◆ REQUIRED WORK:
Arrange the lines below as a Markdown table with two columns, "No." and "Line," putting each line's row number under "No." and the line itself under "Line." Leave out any blank lines.

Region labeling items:
* begin *

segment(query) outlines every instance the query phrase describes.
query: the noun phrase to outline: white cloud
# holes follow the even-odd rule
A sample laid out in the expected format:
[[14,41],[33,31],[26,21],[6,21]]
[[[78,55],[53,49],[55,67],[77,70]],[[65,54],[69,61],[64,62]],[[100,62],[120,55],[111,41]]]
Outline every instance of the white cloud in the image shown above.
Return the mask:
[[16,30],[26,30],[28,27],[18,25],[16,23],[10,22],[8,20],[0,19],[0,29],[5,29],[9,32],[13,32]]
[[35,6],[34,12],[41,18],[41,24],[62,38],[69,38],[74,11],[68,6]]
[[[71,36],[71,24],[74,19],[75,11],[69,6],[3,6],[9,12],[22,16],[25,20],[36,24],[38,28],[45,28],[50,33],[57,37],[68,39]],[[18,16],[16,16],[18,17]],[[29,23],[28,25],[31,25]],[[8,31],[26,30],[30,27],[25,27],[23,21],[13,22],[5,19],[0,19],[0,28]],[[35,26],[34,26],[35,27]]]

* end *

◆ OUTPUT OF THE EXERCISE:
| No. | Line |
|---|---|
| 1 | segment(query) outlines every instance the query phrase describes. |
| 2 | query: the noun phrase to outline: white cloud |
| 3 | # holes follow the even-odd rule |
| 4 | A sample laid out in the expected format: |
| 5 | [[14,41],[33,31],[26,21],[6,21]] |
| 6 | [[[78,55],[53,49],[55,67],[77,70]],[[65,54],[69,61],[64,62]],[[100,62],[120,55],[111,41]]] |
| 7 | Outline every instance of the white cloud in the image shown above. |
| 8 | Return the mask: |
| 9 | [[16,30],[26,30],[28,27],[18,25],[16,23],[10,22],[8,20],[0,19],[0,29],[5,29],[9,32],[13,32]] |
| 10 | [[35,6],[34,12],[41,18],[41,24],[62,38],[69,38],[74,11],[68,6]] |
| 11 | [[[71,36],[71,24],[74,19],[75,11],[69,6],[3,6],[9,12],[22,16],[25,20],[36,24],[38,28],[45,28],[50,33],[57,37],[68,39]],[[18,16],[16,16],[18,17]],[[29,23],[28,25],[31,25]],[[8,31],[26,30],[30,27],[25,27],[23,21],[13,22],[5,19],[0,19],[0,28]],[[35,26],[34,26],[35,27]]] |